GIVEN PASSAGE:
◇ ◇ ◇
= Chaim Dov Keller =

American rabbi (1930–2020)

Chaim Dov Keller (1930 – August 17, 2020) was an American Haredi rabbi,
Talmudic scholar, and rosh yeshiva (dean) of the Telshe Yeshiva in Chicago for six decades. He was also a member of the "Nesius" (Presidium) of the Moetzes Gedolei HaTorah of Agudath Israel of America.

==Biography==
Chaim Dov Keller was born in New York City in 1930. He studied at Yeshiva University and subsequently attended the Telshe yeshiva in Cleveland, Ohio, under the leadership of Rabbis Chaim Mordechai Katz and Eliyahu Meir Bloch. Keller became a student and disciple of Bloch in particular.

==Telshe yeshiva in Chicago and Agudath Israel of America==
In 1960, Rabbi Avrohom Chaim Levin and Rabbi Chaim Schmelczer were hand-picked by Katz to open a new branch of the yeshiva in Chicago. Keller came to serve as rosh yeshiva of the Chicago branch the following year. The Chicago yeshiva became the main non-Hasidic Lithuanian yeshiva in Chicago. Keller led the yeshiva for six decades, presenting tens of thousands of shiurim (Torah lectures) and mussar talks, and producing thousands of students. He also maintained a personal relationship with each student, being a source of guidance for his choice of higher yeshivas, finding a shidduch, and advice after marriage.
◇ ◇ ◇
ENTRIES PROVIDED:
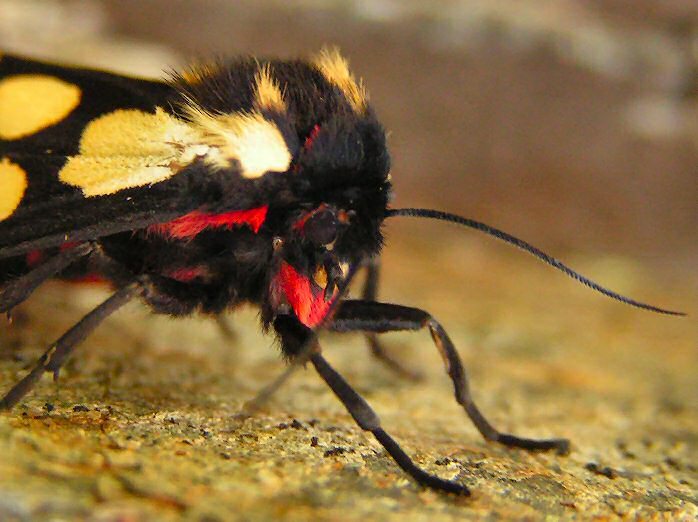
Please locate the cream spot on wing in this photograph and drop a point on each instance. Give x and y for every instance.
(254, 142)
(32, 102)
(268, 95)
(13, 183)
(130, 148)
(198, 72)
(335, 69)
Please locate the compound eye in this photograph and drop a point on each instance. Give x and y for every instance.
(321, 228)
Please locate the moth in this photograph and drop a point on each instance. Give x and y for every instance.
(242, 181)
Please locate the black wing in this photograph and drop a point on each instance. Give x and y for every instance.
(39, 136)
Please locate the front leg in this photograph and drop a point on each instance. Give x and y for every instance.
(295, 337)
(367, 316)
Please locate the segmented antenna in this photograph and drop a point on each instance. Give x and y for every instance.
(508, 238)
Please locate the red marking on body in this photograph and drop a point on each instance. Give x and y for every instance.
(188, 273)
(33, 258)
(311, 137)
(308, 304)
(190, 225)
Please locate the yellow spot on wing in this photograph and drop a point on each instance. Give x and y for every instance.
(130, 148)
(254, 142)
(13, 183)
(335, 69)
(268, 95)
(32, 102)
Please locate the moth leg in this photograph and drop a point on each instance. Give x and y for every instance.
(294, 337)
(58, 352)
(225, 328)
(364, 316)
(19, 289)
(370, 293)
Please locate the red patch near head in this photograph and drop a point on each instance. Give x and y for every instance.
(309, 305)
(190, 225)
(188, 273)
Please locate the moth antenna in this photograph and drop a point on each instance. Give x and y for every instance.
(508, 238)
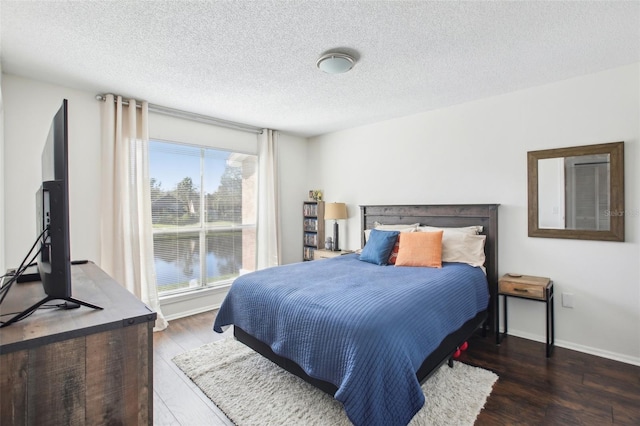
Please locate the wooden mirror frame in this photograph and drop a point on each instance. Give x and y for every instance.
(616, 191)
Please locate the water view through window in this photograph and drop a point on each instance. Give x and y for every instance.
(203, 204)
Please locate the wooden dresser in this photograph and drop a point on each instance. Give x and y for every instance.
(78, 366)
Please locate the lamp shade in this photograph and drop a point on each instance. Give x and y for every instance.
(335, 211)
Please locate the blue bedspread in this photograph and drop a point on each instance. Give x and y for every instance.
(363, 327)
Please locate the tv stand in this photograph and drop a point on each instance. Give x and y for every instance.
(35, 307)
(78, 366)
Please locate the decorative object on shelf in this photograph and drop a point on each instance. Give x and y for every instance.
(313, 227)
(335, 211)
(315, 195)
(328, 244)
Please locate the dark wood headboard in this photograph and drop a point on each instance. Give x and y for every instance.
(451, 215)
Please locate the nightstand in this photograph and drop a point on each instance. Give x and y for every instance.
(326, 254)
(526, 287)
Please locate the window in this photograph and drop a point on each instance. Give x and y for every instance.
(204, 213)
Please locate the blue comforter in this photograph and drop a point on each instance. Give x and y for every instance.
(363, 327)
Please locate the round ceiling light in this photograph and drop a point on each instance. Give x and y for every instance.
(335, 63)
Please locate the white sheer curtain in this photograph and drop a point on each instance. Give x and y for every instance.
(268, 215)
(126, 230)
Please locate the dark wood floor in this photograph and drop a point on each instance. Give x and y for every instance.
(568, 388)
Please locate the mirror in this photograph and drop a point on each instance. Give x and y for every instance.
(577, 192)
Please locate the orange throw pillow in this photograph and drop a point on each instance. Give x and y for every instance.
(420, 249)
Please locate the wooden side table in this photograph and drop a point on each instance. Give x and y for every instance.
(526, 287)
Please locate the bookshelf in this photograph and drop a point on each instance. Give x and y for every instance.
(313, 228)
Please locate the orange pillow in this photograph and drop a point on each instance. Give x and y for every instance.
(394, 253)
(420, 249)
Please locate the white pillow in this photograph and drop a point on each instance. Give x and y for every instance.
(463, 248)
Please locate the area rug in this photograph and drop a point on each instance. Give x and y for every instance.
(251, 390)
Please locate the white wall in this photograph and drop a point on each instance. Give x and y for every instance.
(477, 153)
(292, 152)
(2, 172)
(29, 108)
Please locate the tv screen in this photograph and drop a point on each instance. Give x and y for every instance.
(54, 262)
(52, 207)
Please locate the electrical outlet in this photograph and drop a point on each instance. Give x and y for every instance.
(567, 300)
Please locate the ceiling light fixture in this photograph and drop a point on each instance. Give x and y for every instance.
(335, 63)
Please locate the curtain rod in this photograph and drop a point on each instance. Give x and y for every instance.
(193, 116)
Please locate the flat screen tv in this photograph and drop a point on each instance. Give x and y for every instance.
(52, 211)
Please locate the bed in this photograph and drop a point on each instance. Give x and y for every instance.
(350, 340)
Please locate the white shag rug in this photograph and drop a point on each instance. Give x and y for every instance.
(251, 390)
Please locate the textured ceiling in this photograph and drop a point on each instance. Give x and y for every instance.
(254, 62)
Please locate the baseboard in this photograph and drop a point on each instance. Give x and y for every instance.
(579, 348)
(192, 303)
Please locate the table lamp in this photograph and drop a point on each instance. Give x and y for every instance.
(335, 211)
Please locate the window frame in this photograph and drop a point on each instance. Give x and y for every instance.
(202, 229)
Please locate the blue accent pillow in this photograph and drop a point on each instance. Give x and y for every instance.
(379, 246)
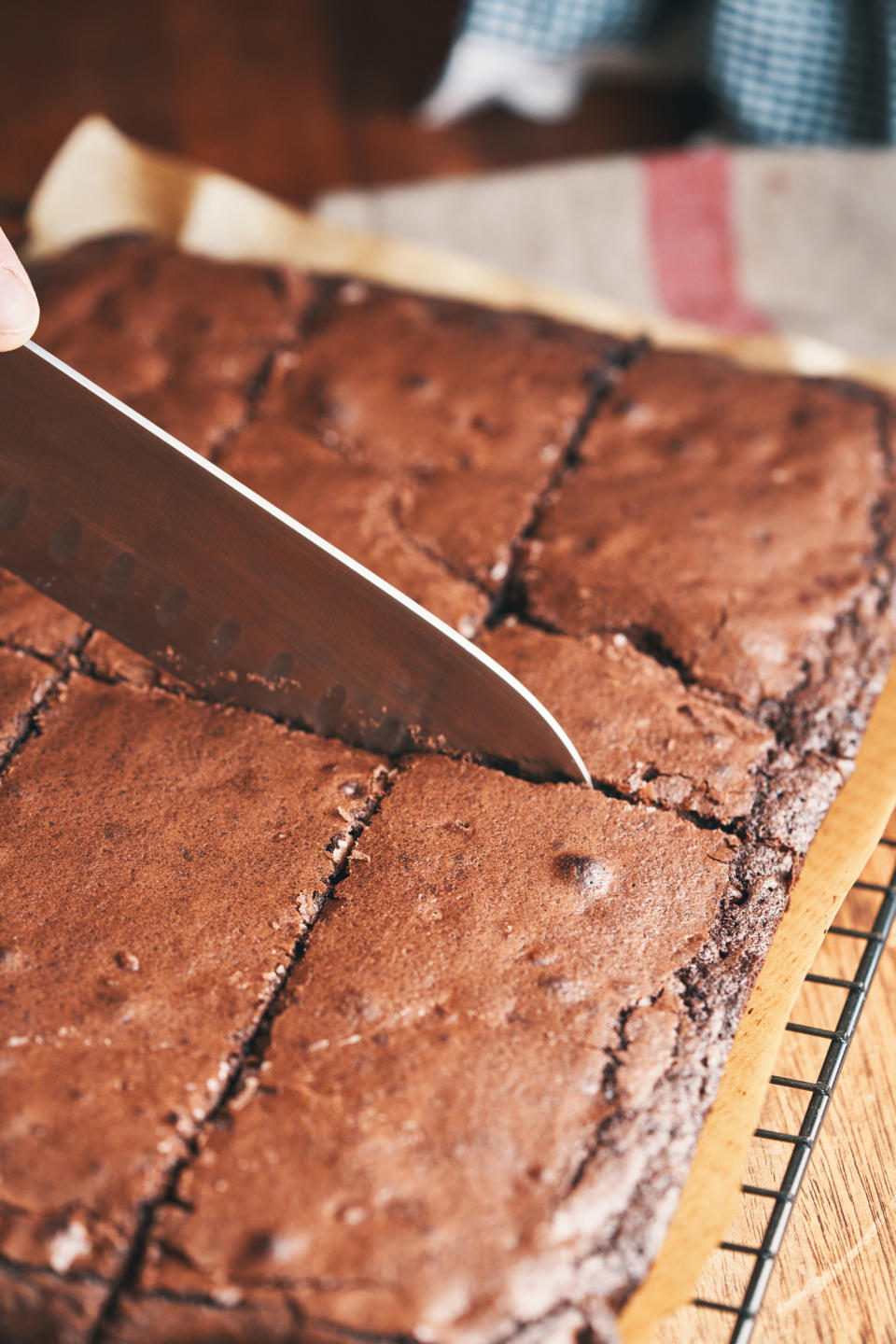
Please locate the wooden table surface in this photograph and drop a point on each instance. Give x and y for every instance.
(296, 97)
(293, 95)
◇ ◇ ◇
TASK REQUIREMENTS:
A. Do the following statements agree with the Keller article? Mark each yes or no, and quote the words from the article that decide it.
(i) Keller studied at Yeshiva University before attending the Telshe yeshiva in Cleveland.
(ii) Keller was one of the rabbis Katz hand-picked in 1960 to open the Chicago branch.
(iii) The Chicago yeshiva became the main Hasidic yeshiva in Chicago.
B. Transcribe the Keller article from "American rabbi (1930–2020)" up to and including "Bloch in particular.".

RESPONSES BY TASK:
A.
(i) Yes: "He studied at Yeshiva University and subsequently attended the Telshe yeshiva in Cleveland, Ohio"
(ii) No: "In 1960, Rabbi Avrohom Chaim Levin and Rabbi Chaim Schmelczer were hand-picked by Katz to open a new branch of the yeshiva in Chicago. Keller came to serve as rosh yeshiva of the Chicago branch the following year."
(iii) No: "The Chicago yeshiva became the main non-Hasidic Lithuanian yeshiva in Chicago."

B.
American rabbi (1930–2020)

Chaim Dov Keller (1930 – August 17, 2020) was an American Haredi rabbi,
Talmudic scholar, and rosh yeshiva (dean) of the Telshe Yeshiva in Chicago for six decades. He was also a member of the "Nesius" (Presidium) of the Moetzes Gedolei HaTorah of Agudath Israel of America.

==Biography==
Chaim Dov Keller was born in New York City in 1930. He studied at Yeshiva University and subsequently attended the Telshe yeshiva in Cleveland, Ohio, under the leadership of Rabbis Chaim Mordechai Katz and Eliyahu Meir Bloch. Keller became a student and disciple of Bloch in particular.